* [TEXTAUSZUG]
By Federico Giannini | 06/07/2025 17:33
Im Alter von vierundzwanzig Jahren hatte Albert Camus in den Zellen des Klosters San Francesco in Fiesole ein Fragment seiner Wahrheit gefunden. Hier oben, auf dem Hügel über Florenz, hatte er im September 1937 einen Vormittag unter den Franziskanern verbracht, inmitten von duftenden Lorbeeren, und seine Eindrücke in seinen Notizbüchern festgehalten, eine Passage, aus der später Die Wüste entstehen sollte, eine Reflexion über den Zustand des Menschen, ausgelöst durch das Licht der toskanischen Landschaften, die Gesichter der Frauen und Männer dieses Landes, die Poesie der Werke von Giotto und Piero della Francesca. "Ich hatte lange in einem kleinen Hof gestanden, der von roten Blumen, Sonnenschein, gelben und schwarzen Bienen übersät war. In einer Ecke stand eine grüne Gießkanne. Zuvor hatte ich die Zellen der Mönche besucht und ihre Tische gesehen, die mit einem Totenkopf geschmückt waren. Jetzt zeugte dieser Garten von ihren Inspirationen. Ich war in Richtung Florenz zurückgekehrt, entlang des Hügels, der mit seinen Zypressen zur Stadt hinunterführt. Diese Pracht der Welt, die Frauen und die Blumen, erschienen mir wie die Rechtfertigung jener Männer".

* [EINGABEDATEN]
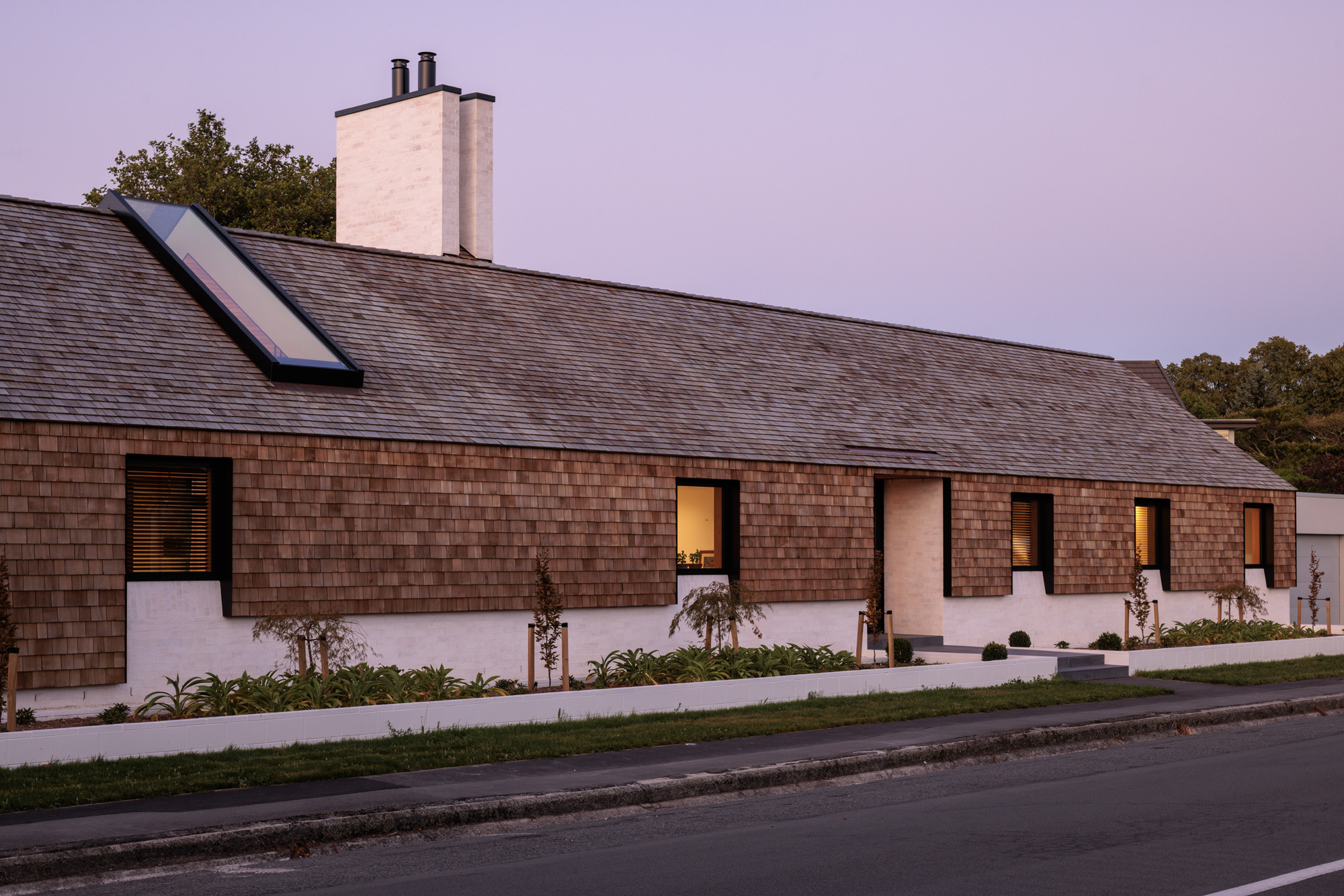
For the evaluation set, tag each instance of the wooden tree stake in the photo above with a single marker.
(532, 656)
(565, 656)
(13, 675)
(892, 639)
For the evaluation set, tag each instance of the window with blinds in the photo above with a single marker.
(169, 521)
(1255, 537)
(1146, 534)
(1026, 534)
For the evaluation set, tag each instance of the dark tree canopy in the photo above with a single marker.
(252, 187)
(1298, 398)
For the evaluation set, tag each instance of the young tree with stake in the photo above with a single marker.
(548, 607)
==
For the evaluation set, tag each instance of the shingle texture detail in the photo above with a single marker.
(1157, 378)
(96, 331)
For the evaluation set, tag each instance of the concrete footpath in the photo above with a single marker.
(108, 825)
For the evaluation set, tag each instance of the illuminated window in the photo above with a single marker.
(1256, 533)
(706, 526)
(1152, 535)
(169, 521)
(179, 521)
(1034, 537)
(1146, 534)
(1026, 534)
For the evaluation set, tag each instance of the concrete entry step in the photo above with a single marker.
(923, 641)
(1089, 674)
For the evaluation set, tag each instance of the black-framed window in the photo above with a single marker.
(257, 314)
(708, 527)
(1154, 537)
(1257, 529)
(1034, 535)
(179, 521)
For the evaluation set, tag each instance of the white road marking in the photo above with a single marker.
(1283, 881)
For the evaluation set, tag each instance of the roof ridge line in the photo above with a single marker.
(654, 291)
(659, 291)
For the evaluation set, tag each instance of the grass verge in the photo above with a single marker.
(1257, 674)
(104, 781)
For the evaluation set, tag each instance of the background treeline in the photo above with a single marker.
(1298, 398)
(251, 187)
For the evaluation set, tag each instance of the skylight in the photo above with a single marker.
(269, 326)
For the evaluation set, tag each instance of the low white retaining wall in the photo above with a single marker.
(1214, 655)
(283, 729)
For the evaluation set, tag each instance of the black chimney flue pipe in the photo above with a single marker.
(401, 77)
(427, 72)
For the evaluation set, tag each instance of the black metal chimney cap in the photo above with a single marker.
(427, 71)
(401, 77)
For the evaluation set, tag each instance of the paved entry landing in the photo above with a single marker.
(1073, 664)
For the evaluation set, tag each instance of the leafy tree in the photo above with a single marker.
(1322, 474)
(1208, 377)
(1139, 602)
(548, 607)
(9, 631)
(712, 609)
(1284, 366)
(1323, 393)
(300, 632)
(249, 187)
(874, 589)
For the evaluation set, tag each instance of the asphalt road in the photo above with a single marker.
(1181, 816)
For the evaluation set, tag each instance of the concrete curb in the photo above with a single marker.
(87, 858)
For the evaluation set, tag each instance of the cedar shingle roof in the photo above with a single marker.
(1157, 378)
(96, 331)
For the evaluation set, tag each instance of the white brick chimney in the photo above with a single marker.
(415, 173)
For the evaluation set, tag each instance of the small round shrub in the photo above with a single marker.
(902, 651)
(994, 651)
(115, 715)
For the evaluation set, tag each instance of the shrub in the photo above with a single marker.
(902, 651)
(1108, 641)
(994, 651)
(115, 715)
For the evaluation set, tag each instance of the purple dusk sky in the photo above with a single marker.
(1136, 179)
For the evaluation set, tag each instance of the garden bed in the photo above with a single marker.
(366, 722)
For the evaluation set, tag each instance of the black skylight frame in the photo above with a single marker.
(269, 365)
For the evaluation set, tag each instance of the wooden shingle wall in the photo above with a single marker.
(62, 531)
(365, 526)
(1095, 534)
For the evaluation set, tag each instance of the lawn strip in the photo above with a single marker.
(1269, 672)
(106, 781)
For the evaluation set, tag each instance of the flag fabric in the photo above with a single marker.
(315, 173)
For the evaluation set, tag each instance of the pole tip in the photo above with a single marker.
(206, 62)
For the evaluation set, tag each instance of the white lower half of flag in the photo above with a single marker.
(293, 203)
...
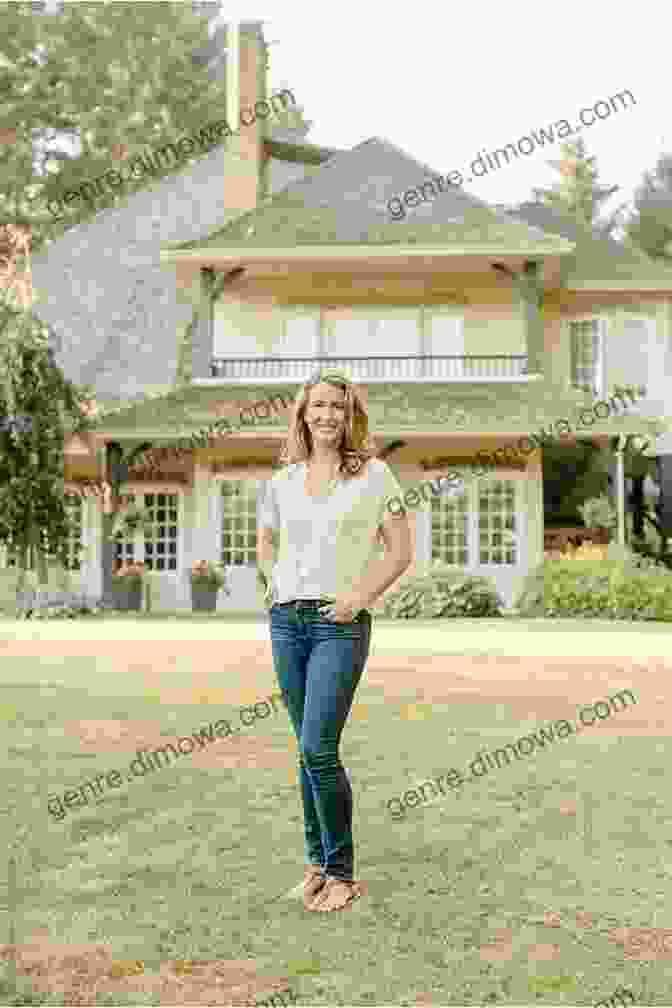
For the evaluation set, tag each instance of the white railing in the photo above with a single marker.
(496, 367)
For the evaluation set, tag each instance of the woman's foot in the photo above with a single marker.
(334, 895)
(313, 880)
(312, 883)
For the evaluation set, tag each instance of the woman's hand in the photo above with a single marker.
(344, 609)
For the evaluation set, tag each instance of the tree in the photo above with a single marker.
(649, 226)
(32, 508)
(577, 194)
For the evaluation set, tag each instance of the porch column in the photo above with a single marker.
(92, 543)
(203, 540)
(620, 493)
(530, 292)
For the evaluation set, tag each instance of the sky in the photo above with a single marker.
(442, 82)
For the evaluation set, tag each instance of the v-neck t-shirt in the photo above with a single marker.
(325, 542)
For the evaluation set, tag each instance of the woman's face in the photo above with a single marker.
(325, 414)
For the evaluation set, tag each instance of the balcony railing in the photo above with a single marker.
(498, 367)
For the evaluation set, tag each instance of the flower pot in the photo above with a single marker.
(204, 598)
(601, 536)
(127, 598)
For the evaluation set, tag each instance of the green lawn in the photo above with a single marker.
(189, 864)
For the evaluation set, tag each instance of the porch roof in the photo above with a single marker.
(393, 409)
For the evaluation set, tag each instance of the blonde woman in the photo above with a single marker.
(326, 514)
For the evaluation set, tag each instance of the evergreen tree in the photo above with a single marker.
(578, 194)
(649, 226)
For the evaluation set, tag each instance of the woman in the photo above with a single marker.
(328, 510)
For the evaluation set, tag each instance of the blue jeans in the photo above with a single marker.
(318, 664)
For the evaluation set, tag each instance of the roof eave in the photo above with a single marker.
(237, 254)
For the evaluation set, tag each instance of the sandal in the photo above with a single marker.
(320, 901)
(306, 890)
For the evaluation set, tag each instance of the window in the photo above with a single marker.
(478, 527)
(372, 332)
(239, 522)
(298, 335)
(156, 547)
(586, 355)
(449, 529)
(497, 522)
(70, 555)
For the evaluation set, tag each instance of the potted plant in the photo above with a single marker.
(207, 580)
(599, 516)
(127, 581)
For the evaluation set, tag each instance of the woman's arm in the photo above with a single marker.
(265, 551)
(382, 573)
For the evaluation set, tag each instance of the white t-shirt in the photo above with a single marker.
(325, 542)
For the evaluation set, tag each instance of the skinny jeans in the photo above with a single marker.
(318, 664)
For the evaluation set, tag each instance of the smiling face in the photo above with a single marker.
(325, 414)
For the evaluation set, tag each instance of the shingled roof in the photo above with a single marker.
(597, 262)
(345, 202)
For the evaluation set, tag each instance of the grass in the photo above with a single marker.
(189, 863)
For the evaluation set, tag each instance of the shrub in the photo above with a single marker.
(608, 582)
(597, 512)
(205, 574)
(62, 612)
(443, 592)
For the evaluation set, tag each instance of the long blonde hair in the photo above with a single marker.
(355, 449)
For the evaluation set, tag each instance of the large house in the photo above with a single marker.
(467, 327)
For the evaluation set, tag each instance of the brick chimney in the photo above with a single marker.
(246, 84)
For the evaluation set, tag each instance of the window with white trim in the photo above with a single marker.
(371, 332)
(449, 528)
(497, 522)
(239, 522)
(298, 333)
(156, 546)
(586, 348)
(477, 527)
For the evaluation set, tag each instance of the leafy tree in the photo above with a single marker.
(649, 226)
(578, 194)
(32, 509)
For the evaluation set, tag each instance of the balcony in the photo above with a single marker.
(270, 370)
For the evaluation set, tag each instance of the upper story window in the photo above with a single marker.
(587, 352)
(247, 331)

* [DEINE AUFGABEN]
#1 In welchem Monat und Jahr verbrachte Albert Camus laut dem Textauszug einen Vormittag bei den Franziskanern in Fiesole?
#2 Liste jede Zeile der Einträge auf, in der die Zeichenfolge „skylight“ vorkommt. Groß- und Kleinschreibung sind dabei zu beachten.
Die Einträge stehen in keinem Zusammenhang mit dem Textauszug.

* [GELÖSTE AUFGABEN]
#1 Im September 1937.

#2
For the evaluation set, tag each instance of the skylight in the photo above with a single marker.
For the evaluation set, tag each instance of the black skylight frame in the photo above with a single marker.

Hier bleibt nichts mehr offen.